** Brief **
Using the records below, write out the line with "Query: black and white puppy" and each line after it through the final one, exactly, and only those.

Dataset entries
--------------------------------

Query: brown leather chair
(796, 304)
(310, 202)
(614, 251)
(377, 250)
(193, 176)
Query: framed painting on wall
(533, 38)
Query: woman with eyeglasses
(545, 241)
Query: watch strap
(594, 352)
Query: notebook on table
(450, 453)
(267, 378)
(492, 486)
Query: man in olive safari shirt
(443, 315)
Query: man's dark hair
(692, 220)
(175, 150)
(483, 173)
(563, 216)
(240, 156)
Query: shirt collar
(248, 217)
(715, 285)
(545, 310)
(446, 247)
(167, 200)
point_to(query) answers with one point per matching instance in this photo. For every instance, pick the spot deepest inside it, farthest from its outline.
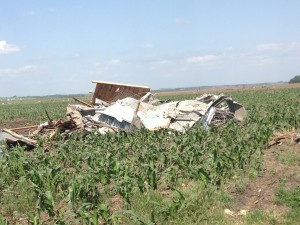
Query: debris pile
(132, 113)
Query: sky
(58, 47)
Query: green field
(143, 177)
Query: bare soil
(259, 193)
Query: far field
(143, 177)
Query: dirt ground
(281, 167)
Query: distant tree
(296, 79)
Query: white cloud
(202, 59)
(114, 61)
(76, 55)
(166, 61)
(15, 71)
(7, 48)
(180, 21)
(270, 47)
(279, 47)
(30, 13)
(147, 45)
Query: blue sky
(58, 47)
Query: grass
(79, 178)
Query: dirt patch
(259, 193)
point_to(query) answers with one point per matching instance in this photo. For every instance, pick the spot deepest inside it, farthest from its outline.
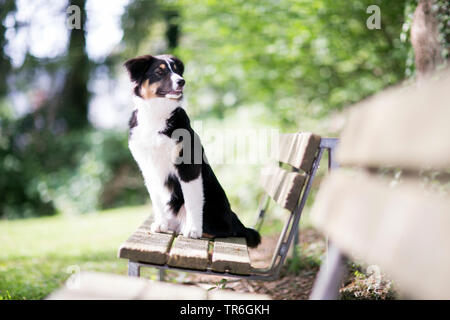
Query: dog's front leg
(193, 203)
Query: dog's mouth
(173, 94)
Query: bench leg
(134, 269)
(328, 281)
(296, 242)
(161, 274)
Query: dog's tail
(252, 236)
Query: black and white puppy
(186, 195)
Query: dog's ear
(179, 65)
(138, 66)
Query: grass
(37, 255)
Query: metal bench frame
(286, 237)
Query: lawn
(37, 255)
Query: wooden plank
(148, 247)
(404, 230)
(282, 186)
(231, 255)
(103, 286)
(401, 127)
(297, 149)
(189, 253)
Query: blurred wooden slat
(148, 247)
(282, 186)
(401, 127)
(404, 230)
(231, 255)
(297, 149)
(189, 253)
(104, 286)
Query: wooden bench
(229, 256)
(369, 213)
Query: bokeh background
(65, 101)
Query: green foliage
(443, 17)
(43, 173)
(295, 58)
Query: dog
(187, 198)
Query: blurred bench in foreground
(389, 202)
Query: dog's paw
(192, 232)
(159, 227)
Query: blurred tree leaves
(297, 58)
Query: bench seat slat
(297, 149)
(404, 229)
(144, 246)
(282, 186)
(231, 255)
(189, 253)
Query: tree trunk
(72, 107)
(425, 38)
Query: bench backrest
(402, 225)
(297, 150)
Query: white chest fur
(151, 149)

--------------------------------

** Answer to this problem **
Query: black and white puppy
(186, 195)
Query: dog's ear
(179, 65)
(138, 66)
Query: grass
(37, 255)
Query: metal bench frame
(286, 237)
Query: lawn
(37, 255)
Query: wooden plank
(148, 247)
(404, 230)
(282, 186)
(231, 255)
(103, 286)
(401, 127)
(297, 149)
(189, 253)
Query: blurred wooden slat
(148, 247)
(282, 186)
(401, 127)
(404, 230)
(231, 255)
(297, 149)
(189, 253)
(104, 286)
Query: wooden bench
(229, 256)
(369, 213)
Query: bokeh background
(65, 101)
Query: green foliage
(443, 17)
(43, 173)
(295, 58)
Query: dog
(187, 198)
Query: blurred bench in foreground
(389, 202)
Query: dog's paw
(192, 232)
(159, 227)
Query: blurred tree leaves
(297, 58)
Query: bench seat slat
(297, 149)
(404, 229)
(144, 246)
(282, 186)
(231, 255)
(189, 253)
Query: tree trunk
(72, 107)
(425, 38)
Query: bench backrest
(402, 225)
(297, 150)
Query: white chest fur
(151, 149)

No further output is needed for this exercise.